DIRECTIVE
Reproduce only the lines that run from the line with "Indicate the seated" to the last line of the material, both ends included, exactly as they appear.

STORED ROWS
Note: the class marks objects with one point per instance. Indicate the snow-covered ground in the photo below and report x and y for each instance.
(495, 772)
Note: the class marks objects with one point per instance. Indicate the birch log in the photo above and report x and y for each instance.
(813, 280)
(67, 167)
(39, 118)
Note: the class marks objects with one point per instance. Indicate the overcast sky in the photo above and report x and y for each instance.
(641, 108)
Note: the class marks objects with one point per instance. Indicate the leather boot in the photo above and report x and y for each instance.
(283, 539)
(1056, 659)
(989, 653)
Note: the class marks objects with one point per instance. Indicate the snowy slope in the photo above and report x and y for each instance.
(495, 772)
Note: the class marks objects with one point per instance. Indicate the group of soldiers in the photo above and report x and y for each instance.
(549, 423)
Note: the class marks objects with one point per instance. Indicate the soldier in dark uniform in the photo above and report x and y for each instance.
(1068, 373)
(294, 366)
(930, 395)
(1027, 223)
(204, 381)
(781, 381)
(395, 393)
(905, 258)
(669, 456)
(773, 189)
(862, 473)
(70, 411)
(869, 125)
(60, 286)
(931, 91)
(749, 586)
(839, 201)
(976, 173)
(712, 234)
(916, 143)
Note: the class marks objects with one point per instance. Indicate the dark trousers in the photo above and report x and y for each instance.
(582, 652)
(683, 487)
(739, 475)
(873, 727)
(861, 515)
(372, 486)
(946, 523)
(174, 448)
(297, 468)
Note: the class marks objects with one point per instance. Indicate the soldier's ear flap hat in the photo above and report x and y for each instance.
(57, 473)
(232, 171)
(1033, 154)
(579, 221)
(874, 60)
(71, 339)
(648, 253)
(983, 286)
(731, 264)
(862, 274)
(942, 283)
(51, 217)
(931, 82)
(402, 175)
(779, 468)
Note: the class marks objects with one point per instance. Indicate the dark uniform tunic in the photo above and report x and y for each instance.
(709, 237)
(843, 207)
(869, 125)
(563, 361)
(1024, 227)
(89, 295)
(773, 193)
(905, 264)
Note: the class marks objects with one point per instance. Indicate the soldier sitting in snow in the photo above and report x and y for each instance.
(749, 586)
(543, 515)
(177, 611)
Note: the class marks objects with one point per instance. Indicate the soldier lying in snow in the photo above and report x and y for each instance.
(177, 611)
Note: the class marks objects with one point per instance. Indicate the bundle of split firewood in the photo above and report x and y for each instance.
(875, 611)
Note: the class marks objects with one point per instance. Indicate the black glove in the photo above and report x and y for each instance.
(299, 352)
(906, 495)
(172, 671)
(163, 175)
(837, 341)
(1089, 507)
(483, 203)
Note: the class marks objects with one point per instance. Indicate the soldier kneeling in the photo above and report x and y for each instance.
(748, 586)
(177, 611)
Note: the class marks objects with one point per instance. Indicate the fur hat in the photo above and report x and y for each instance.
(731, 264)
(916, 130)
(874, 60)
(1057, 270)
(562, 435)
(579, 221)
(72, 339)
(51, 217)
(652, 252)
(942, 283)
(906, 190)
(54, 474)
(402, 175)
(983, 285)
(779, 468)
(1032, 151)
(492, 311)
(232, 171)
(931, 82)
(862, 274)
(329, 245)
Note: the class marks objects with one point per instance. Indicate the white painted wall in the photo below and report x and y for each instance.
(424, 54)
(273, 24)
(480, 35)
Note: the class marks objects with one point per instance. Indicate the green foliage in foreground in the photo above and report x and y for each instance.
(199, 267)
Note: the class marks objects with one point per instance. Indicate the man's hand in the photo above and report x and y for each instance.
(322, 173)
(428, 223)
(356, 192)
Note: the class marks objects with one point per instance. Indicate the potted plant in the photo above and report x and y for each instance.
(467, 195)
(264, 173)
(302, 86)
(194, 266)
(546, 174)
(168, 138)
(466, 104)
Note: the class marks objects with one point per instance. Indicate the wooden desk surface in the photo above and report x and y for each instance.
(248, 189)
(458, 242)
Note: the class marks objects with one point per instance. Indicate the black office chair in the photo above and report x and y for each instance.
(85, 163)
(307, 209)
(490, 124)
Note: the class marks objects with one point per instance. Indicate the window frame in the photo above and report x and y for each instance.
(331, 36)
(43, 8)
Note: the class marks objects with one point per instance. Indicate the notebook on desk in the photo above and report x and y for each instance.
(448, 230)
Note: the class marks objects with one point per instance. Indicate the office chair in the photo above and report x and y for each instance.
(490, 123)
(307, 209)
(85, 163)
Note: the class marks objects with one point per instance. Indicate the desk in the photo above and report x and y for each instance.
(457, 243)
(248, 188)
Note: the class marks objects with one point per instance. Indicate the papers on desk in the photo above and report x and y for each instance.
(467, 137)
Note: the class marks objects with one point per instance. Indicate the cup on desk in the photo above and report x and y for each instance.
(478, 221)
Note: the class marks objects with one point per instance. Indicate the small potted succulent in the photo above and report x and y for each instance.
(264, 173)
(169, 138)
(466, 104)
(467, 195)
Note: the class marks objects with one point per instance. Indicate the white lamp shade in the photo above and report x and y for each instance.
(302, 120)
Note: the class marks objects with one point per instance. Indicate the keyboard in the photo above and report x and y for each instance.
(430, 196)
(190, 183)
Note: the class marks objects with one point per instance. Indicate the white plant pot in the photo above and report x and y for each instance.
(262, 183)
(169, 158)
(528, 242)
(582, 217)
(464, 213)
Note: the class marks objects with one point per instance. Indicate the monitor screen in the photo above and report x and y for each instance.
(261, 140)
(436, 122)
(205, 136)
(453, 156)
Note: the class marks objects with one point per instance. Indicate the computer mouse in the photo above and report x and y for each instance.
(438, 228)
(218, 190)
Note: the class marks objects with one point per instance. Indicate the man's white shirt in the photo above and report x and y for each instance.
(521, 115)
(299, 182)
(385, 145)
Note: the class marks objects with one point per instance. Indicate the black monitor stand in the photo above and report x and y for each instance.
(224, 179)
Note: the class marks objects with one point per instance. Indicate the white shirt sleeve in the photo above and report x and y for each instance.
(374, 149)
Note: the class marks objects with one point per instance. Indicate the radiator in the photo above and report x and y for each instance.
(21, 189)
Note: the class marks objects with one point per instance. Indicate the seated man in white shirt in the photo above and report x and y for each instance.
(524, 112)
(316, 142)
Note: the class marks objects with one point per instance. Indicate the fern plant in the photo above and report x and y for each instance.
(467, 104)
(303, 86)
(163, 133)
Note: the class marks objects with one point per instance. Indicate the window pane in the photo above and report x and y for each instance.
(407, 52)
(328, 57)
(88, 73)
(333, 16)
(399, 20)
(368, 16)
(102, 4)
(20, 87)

REPLY
Note: the class marks objects with one point per instance. Indicate the seated man in white shirt in the photo above and report x and y for each instance.
(524, 112)
(316, 142)
Note: the class marks objects with one point per instance. Indicate the fern plant in the photo above and report x and y for each instance.
(467, 104)
(303, 86)
(163, 133)
Note: the class marks objects with one point per instance. Indicate the window pane in the photo above and report x and y for each instance.
(407, 52)
(328, 57)
(88, 73)
(333, 16)
(399, 20)
(368, 16)
(102, 4)
(20, 87)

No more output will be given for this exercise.